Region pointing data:
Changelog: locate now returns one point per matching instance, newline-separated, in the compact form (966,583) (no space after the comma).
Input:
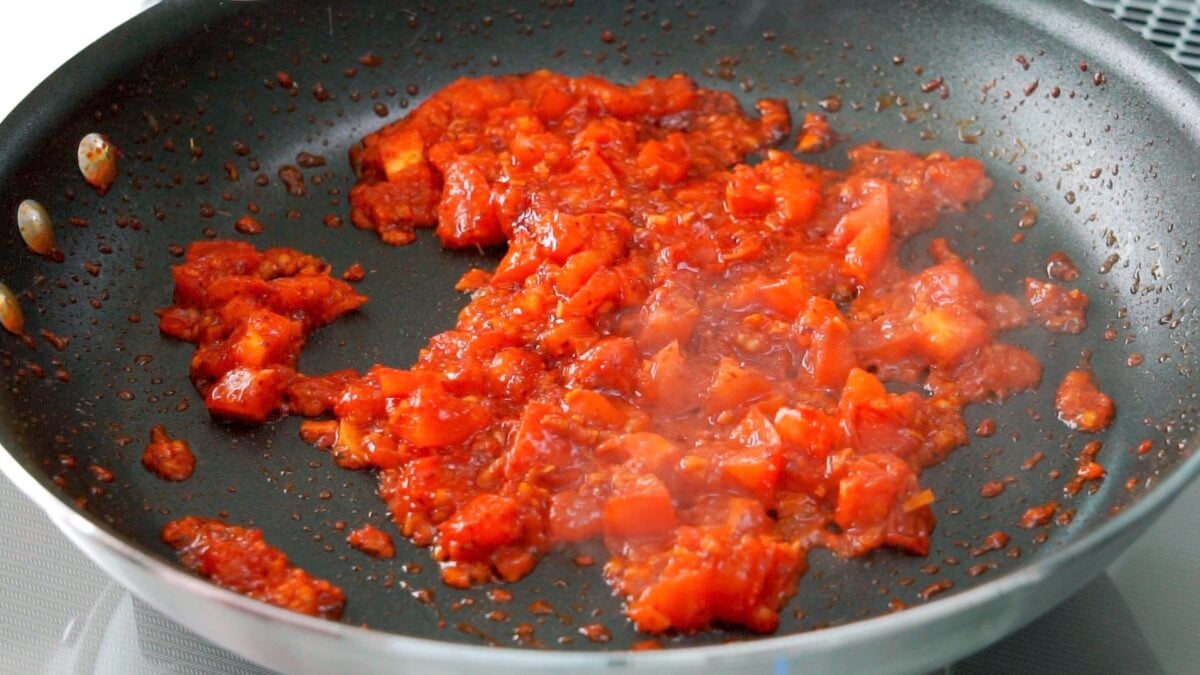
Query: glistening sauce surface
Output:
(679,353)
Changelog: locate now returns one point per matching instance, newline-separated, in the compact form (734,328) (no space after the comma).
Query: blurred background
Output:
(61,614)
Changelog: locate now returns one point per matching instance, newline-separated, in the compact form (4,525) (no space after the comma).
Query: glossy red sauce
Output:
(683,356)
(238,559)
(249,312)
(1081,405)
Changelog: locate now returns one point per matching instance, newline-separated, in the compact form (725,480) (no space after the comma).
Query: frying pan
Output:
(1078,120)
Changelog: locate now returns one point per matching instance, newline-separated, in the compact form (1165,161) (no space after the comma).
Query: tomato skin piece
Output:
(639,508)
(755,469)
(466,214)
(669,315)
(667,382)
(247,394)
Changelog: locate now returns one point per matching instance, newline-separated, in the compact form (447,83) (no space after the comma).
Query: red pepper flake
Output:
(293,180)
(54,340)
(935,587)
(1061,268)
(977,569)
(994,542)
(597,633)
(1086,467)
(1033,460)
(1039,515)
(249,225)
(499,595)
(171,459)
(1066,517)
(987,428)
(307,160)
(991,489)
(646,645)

- **What needs to be done**: Quote verbatim the line containing "Query: glossy red sauce" and every line after it through the end of the records above.

- **Your solution**:
Query: glossy red sauce
Output:
(683,356)
(238,559)
(249,312)
(1081,405)
Changelog: locate now returns one point per matching instance, newline-separated, in the compact form (725,480) (no space after the comma).
Query: frying pan
Output:
(1078,120)
Changelog: locate now returns one point per matching instance, newline-separated, in the compact form (1165,161) (no space after the comma).
Query: tomato skin piece
Output:
(639,508)
(755,469)
(466,214)
(669,315)
(667,382)
(247,394)
Changelog: locate now returns one point per matching instance, newline-separated, in the compact form (447,83) (no space after the comma).
Query: red pepper flake
Output:
(293,180)
(54,340)
(935,587)
(1061,268)
(977,569)
(994,542)
(597,633)
(1086,467)
(1033,460)
(1039,515)
(249,225)
(499,595)
(171,459)
(1066,517)
(987,428)
(307,160)
(991,489)
(646,645)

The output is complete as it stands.